#### [Qué hacer]
- A) En el texto sobre el cine de Favio, ¿cómo llama Leguizamón a Moreira?
- B) Escribe una continuación del texto sobre el cine de Favio a partir de su última oración.

#### [Texto proporcionado]
Antes de cruzar los aceros, cada uno por su lado conversan con sendos doctores. Los animales que adornan las escenas explicitan las desigualdades entre unos y otros por más que los gauchos ya se vistan como guapos. Un perro de raza ronda la charla entre Moreira y el doctor Marañón, que a título de nada se refiere a sus ovejas apestadas. Favio sabe que la rabia de Moreira, sagrada en sí misma, no deja de ser políticamente dócil, incluso fiel al sistema que la utiliza en su propio beneficio. Su sentido trágico, sin embargo, libera un excedente insumiso. En la otra charla, Leguizamón explica por qué se dejó ver en el puterío: su estrategia es calentar a Moreira para que pierda los estribos y vencerlo en la contienda. Por eso lo llama “gallo ciego” y por eso Favio filmará el duelo como si fuera una riña a cielo abierto que no confirma las previsiones racionales de Leguizamón. La tentación es fuerte y existe para ceder a ella: hay un cine-Leguizamón supuestamente esclarecido que desprecia todo lo que luzca masivo y un cine-Moreira supuestamente obtuso pero que se mueve como pez en el agua dentro del espectáculo. Favio toma partido a partir de Fuiste mía un verano –como Fassbinder después de ver los melodramas de Sirk o De Palma una vez que desiste de ser el “el Godard americano”- y su decisión no significa rechazar nada sino abrazar todo: “el artista tiene que tener al pueblo a la izquierda, Dios al centro y la estética a la derecha”.

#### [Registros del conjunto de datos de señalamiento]
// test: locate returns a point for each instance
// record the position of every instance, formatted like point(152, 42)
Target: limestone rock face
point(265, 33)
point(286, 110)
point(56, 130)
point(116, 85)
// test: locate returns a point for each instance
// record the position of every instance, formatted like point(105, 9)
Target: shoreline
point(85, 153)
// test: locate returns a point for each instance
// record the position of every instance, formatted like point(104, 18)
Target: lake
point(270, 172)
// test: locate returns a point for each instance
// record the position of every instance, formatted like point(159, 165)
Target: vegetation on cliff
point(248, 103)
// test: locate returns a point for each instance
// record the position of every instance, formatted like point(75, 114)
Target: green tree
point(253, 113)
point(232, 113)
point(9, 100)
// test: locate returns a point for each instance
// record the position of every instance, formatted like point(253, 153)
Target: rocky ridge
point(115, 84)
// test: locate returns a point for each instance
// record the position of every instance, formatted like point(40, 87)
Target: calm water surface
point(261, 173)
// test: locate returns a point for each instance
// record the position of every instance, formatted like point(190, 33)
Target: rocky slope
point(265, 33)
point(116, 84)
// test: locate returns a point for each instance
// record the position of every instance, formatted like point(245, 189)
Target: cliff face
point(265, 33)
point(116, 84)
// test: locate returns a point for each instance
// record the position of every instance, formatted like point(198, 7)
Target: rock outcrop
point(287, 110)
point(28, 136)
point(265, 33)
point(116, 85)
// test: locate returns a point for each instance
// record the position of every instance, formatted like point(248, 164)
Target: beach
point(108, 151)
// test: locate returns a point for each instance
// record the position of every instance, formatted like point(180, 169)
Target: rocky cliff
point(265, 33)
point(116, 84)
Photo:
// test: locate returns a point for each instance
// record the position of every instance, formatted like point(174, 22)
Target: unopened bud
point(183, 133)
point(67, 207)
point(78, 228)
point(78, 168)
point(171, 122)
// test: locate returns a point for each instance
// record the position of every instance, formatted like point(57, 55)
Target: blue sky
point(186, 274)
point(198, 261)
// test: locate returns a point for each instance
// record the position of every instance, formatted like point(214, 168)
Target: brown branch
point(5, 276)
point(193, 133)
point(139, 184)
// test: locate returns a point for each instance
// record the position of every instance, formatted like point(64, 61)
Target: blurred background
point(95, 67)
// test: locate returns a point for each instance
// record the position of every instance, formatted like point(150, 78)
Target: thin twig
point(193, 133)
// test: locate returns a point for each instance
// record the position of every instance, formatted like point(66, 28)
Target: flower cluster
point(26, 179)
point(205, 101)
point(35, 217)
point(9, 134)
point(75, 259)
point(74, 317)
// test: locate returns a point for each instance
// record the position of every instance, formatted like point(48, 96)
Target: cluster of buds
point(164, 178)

#### [Respuestas del ejercicio]
- A) Lo llama "gallo ciego".

- B)
El duelo criollo pone en escena dicha ocurrencia sin más dilaciones. Porque ocurre durante los comicios, cuando el voto no era secreto y cada uno debía emitirlo a viva voz y condicionado por los punteros que se hacían notar a puro grito y rebenque. Porque se destaca, dentro de la gran tradición de duelos criollos del cine argentino que urge enumerar para deleitarse con sus variaciones y pensar nuevas, debido al tratamiento visual (de cenitales, que convierten la plaza pública en reñidero, a primeros planos sudorosos sin escalas intermedias) y fundamentalmente sonoro, que discrimina entre el vocerío ambiental y la respiración en primeros planos que son prácticamente subjetivas interiores). Porque una vez que Moreira, gallo ciego o perro rabioso, vence a Leguizamón, la expresión de su cara –sobre todo de sus ojos- cambia y se eleva, despegándose de las circunstancias –ni siquiera ha de compartir con los doctores la algarabía nocturna posterior- como Favio del régimen de representación de la escena hasta dicho momento con un primer plano transfigurado por la mirada de Bebán: aunque el cielo no responda, su cine siempre pregunta, y esa pregunta es una forma de la plegaria. El otro –Leguizamón, el vencido- es él mismo –Moreira, circunstancialmente vencedor- y la mirada del moribundo, también de abajo hacia arriba porque ya ha caído pegado al cuerpo del otro, arrodillado, es la misma que se prolonga en la de Moreira dirigida hacia la altura solar.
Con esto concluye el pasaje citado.